**EXERCISE OBJECTIVE:** Rewrite the part of the prevalidator text that opens with the words "There is an" and closes with "or a replacement.", putting "classification_stream" in place of "operation_stream".

**SOURCE PASSAGE:**
Operations propagation
An operation is propagated through the distributed database component which interacts directly with the p2p network. The prevalidator advertises its mempool (containing only operation hashes) through the ddb
. If a remote peer requests an operation, such request will be handled directly by the ddb
without going to the prevalidator. For this reason, every operation that is propagated by the prevalidator should also be in the ddb
. Conversely, an operation that we do not want to advertise should be removed explicitly from the ddb
via the Distributed_db.Operation.clear_or_cancel function. In practice, operations we do not want to propagate are those classified as Refused
or Outdated
, already included in a block, or filtered out by the plugin.
The mempool only contains operations which are in the in_mempool field and that we accept to propagate. In particular, we do not propagate operations classified as Refused
or Outdated
.
There are two ways to propagate our mempool:
- Either when we classify operations as
Applied
- Or when a peer requests explicitly our mempool
In the first case, only the newly classified operations are propagated. In the second case, current applied operations and pending operations are sent to the peer. Every time an operation is removed from the in_mempool field, it should be cleaned up in the Distributed_db.Operations requester.
There is an advertisement_delay
to postpone the next mempool advertisement if we advertised our mempool not long ago. Early consensus operations will be propagated once the block is validated. Every time an operation is classified
, it is recorded into the operation_stream
. Such a stream can be used by an external service to get the classification of an operation (via the monitor_operations RPC). Note that an operation can be notified several times if it is classified again after a flush or a replacement.
Implementation architecture
Internally, the prevalidator implementation is split into the Requests
and the Handlers
modules. The Requests
module contains the top-level functions implementing the various requests defined in Prevalidator_worker_state. These transitions form the meat of the prevalidator implementation: that is where the logic lies. The implementation of the module is imperative: most functions return unit
instead of returning an updated value. We aim to make it functional in the future, to enforce invariants on how and where the global state is updated.
The Handlers
module implement the functions needed by the Worker Handlers API. These functions concern the lifecycle of a Worker
, such as what happens when it starts and when it is shut down. Except for initialization, the Handlers
module is mostly boilerplate.

**Excerpts from a point labeling dataset:**
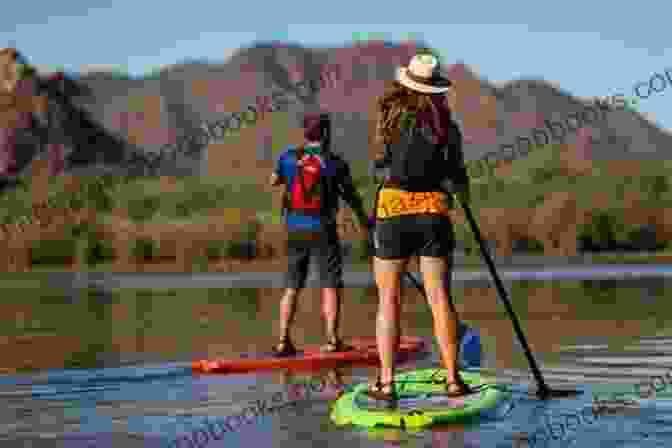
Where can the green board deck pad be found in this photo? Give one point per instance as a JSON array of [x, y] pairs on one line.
[[421, 402]]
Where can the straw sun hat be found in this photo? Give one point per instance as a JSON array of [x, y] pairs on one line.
[[423, 75]]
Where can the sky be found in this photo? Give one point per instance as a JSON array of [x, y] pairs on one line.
[[587, 48]]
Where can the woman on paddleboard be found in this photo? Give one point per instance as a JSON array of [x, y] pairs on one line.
[[422, 161]]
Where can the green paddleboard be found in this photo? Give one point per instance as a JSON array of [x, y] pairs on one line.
[[420, 402]]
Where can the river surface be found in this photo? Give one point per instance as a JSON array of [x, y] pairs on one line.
[[94, 368]]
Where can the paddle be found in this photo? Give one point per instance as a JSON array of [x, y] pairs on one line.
[[543, 391]]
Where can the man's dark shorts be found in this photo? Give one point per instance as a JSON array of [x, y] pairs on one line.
[[323, 249], [411, 235]]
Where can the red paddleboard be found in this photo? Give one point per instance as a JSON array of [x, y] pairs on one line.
[[310, 358]]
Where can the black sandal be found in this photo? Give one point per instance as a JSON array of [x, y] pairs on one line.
[[463, 389], [335, 345], [377, 393], [285, 348]]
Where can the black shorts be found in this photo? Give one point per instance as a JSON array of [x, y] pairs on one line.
[[323, 249], [409, 235]]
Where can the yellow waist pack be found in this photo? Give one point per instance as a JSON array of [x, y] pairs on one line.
[[393, 202]]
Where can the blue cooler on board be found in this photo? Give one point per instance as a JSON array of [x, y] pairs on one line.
[[470, 346]]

**FINISHED TASK:**
There is an advertisement_delay
to postpone the next mempool advertisement if we advertised our mempool not long ago. Early consensus operations will be propagated once the block is validated. Every time an operation is classified
, it is recorded into the classification_stream
. Such a stream can be used by an external service to get the classification of an operation (via the monitor_operations RPC). Note that an operation can be notified several times if it is classified again after a flush or a replacement.